- [PROMPT]:
In the entries below, which lines run from the one containing "[pin] downspout pipe -- one per line" to the one containing "[pin] pale pink sky -- one per line"? Copy exactly those lines, ends included, and no others.

- [RECORDS FOR THE EXERCISE]:
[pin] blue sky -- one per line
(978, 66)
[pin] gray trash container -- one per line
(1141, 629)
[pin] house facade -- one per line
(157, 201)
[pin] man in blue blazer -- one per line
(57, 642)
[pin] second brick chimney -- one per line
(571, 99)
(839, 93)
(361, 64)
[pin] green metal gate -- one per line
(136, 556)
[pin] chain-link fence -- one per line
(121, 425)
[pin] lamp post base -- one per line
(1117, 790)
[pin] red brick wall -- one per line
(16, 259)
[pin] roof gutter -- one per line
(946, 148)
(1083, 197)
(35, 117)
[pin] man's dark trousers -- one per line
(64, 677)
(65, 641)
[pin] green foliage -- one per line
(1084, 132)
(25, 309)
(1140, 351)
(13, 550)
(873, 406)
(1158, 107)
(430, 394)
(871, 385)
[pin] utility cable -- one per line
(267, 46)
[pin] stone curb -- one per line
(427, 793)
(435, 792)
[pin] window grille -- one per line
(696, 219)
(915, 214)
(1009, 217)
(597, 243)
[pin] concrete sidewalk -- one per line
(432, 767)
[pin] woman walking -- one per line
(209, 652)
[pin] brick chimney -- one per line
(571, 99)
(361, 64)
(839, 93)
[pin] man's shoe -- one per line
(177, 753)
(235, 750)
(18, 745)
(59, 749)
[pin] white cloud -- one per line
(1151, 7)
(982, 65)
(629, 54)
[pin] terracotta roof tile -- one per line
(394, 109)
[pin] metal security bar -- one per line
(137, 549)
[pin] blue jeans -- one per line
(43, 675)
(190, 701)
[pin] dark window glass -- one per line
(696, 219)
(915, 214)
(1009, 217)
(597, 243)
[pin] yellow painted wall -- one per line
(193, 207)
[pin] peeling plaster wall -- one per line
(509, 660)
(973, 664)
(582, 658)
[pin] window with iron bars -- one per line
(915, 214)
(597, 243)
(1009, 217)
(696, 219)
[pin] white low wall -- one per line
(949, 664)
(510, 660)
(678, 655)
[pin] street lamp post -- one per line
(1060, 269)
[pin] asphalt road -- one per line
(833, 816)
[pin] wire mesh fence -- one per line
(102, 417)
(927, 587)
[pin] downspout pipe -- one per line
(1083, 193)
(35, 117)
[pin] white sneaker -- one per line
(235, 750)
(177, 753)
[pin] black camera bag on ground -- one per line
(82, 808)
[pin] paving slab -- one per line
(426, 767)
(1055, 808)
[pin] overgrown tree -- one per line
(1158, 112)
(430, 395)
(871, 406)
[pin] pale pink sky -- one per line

...

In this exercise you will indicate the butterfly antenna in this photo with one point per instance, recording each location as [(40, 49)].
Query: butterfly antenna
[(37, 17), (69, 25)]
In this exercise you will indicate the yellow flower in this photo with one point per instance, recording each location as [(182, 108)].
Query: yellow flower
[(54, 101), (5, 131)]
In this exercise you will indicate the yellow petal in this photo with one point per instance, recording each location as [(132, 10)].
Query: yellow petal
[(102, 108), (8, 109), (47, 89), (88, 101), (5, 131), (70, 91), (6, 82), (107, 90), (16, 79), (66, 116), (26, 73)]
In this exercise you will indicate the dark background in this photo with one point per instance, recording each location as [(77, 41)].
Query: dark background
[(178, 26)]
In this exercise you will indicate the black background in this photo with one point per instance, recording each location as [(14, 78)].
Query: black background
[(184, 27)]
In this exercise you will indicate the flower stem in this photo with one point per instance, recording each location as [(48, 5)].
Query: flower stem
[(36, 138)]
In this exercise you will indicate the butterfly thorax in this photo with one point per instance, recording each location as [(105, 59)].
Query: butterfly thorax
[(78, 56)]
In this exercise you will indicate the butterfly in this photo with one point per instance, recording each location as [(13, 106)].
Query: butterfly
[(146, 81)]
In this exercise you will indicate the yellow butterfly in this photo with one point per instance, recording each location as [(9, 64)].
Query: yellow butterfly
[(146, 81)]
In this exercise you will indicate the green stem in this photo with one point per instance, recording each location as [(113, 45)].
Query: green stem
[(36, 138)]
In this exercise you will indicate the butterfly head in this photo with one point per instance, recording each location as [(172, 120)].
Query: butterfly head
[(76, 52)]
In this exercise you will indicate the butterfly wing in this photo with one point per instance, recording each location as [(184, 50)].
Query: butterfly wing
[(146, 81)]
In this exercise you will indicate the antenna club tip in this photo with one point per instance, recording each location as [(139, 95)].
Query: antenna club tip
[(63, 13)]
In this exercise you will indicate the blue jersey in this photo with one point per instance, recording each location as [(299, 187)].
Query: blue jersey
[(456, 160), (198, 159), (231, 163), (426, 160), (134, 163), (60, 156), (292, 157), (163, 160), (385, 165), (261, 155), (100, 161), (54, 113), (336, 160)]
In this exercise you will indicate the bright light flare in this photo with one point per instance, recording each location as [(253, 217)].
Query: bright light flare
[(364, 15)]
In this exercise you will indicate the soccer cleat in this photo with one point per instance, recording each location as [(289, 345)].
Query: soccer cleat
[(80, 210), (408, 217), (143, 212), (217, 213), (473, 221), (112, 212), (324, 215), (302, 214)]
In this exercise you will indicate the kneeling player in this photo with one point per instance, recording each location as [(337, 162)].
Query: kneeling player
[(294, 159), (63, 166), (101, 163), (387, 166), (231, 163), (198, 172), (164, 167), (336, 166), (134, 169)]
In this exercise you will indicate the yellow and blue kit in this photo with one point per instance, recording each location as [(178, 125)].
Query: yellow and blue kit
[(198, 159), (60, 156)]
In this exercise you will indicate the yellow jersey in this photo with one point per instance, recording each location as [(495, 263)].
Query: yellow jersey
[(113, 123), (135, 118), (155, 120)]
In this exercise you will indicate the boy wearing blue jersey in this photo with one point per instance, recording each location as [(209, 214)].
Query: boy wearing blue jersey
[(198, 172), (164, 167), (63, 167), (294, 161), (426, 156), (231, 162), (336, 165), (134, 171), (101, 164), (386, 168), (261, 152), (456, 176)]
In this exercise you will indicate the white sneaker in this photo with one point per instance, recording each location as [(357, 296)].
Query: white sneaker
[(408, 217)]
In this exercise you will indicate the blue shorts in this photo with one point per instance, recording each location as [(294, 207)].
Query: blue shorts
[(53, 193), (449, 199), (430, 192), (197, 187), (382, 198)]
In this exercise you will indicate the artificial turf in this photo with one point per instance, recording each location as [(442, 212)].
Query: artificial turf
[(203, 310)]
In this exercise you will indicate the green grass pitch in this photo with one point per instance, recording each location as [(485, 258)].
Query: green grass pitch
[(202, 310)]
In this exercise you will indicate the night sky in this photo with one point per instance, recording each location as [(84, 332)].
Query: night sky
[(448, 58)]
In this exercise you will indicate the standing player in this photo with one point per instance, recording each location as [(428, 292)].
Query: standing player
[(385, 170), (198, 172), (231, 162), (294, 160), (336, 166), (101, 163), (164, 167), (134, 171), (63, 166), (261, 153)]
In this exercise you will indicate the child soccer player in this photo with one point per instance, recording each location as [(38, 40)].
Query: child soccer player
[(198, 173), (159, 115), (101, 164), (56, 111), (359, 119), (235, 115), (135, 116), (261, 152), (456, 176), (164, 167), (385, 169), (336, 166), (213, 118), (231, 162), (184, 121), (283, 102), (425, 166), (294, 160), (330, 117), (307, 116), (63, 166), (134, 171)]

- [RESPONSE AREA]:
[pin] downspout pipe -- one per line
(1083, 193)
(35, 117)
[pin] white sneaker -- one per line
(235, 750)
(177, 753)
[pin] black camera bag on ground -- one per line
(82, 808)
[pin] paving slab -- one per line
(426, 767)
(1055, 808)
[pin] overgrown tree -- one per line
(1158, 112)
(430, 395)
(871, 406)
[pin] pale pink sky -- one per line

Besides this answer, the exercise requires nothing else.